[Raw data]
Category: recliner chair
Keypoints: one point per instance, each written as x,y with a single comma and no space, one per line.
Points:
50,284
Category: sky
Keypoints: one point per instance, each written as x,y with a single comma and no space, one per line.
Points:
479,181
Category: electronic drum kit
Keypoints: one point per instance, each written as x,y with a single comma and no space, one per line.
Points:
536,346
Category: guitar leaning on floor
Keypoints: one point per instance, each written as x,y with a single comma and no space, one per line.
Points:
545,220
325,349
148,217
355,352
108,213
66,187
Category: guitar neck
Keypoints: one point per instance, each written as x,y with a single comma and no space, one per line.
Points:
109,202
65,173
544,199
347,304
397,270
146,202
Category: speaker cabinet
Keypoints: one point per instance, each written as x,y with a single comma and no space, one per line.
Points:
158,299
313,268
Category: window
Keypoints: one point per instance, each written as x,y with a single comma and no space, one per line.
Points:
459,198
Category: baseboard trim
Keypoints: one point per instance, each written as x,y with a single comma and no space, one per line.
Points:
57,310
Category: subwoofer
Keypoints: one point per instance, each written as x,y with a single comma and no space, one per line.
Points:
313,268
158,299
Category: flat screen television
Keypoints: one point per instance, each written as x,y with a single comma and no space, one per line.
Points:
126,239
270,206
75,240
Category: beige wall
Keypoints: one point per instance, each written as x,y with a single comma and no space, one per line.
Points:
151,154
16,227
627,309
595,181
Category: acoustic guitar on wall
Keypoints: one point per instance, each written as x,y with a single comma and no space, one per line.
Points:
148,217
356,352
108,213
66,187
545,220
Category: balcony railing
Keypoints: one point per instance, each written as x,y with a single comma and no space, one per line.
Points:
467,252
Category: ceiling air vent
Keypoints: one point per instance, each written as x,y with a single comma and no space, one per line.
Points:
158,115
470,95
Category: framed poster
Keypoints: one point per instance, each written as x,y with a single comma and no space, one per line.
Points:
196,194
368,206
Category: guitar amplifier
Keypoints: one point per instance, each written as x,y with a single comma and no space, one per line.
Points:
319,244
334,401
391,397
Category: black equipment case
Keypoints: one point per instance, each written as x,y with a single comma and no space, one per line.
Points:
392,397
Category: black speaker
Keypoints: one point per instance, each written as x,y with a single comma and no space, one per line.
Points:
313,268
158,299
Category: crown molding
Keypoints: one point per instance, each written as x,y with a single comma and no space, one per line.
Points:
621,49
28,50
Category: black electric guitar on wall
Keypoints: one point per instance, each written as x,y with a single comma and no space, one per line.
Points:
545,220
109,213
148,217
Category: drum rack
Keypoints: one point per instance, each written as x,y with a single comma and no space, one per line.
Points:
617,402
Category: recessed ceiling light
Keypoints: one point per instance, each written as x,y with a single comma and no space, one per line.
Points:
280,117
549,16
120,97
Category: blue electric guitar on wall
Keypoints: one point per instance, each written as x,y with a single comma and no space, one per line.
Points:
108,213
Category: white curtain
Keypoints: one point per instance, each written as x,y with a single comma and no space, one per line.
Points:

→ **Stated problem**
Reproduce all of the data above line for line, changing nothing.

→ **Solution for this task**
Category: recliner chair
Keypoints: one point per instance, each written as x,y with a single comma and no space, one per line.
Points:
50,284
Category: sky
Keypoints: one point per instance, each written as x,y with a single comma and no space, one per line.
Points:
479,181
Category: electronic drum kit
Keypoints: one point per instance, each written as x,y with a single comma and no space, one per line.
Points:
536,346
Category: guitar leaning on floor
Keypoints: one point per instance, each written as x,y with a single comma and no space, one per line.
Points:
545,220
325,349
148,217
355,352
108,213
66,187
Category: guitar neck
Keypoints: one point per instance, each written as x,y with a single comma and no space, one per line.
Points:
109,202
65,173
544,199
347,304
397,270
146,202
Category: speaker cabinet
Keypoints: one point per instance, each written as x,y with a single comma and no space, one per line.
Points:
158,299
313,268
Category: window
Keypoints: one point per instance, each written as x,y with a single comma and no space, one per line.
Points:
459,198
Category: baseboard trim
Keypoints: one point per instance, each written as x,y with a single comma and no space, one per line.
Points:
57,310
Category: subwoofer
Keypoints: one point per instance, each written as x,y with a single comma and no space, one per line.
Points:
313,268
158,299
Category: flat screen television
Keypoints: one point per instance, each written as x,y with a single comma and no space, one per line.
Points:
126,239
270,206
75,240
Category: beige wall
Keypoints: one point per instance, each written as x,y with a single comma and no space, one per line.
Points:
151,154
16,227
627,309
595,181
Category: acoustic guitar on wall
Keypoints: one point per instance, each written as x,y with a single comma and no space, one per line.
Points:
148,217
356,352
108,213
66,187
545,220
Category: balcony railing
Keypoints: one point per instance, each written as x,y with a single comma and no space, one per line.
Points:
467,252
Category: ceiling air vent
Keypoints: one point per instance, each written as x,y with a single comma and no space, one per line.
Points:
158,115
470,95
Category: framed poster
Keypoints: one point per instance, each written as x,y with a single comma and no space, one per line.
Points:
196,194
368,206
Category: guitar amplifier
Keypoints: one point per instance, each written as x,y with a single comma and no space, one per line.
Points:
319,244
334,401
391,397
Category: black equipment case
Keypoints: one point per instance, each written as x,y with a single comma and no space, one per line.
Points:
392,397
Category: black speaker
Keypoints: one point per instance, each written as x,y with a single comma and no space, one per line.
Points:
313,268
158,299
Category: crown molding
Keypoints: one point per instance, each written as x,y with a single comma and no space, one per line.
Points:
621,49
28,50
Category: black electric guitar on wall
Keypoints: one point per instance, each written as x,y with a single comma and no space, one per line.
Points:
545,220
109,213
148,217
Category: drum rack
Keypoints: one point per instance, each written as x,y with a single comma and no space, one per line.
Points:
617,402
Category: recessed ceiling light
Keypoints: one point per instance, each written as x,y with a single comma and no space, one per line.
Points:
280,117
549,16
120,97
Category: blue electric guitar on wall
Keypoints: one point per instance, each written as x,y with a single comma and no space, one per line.
Points:
108,213
Category: white curtain
Keypoints: one point per instance, each written as x,y with a single comma and no space, one per line.
Points:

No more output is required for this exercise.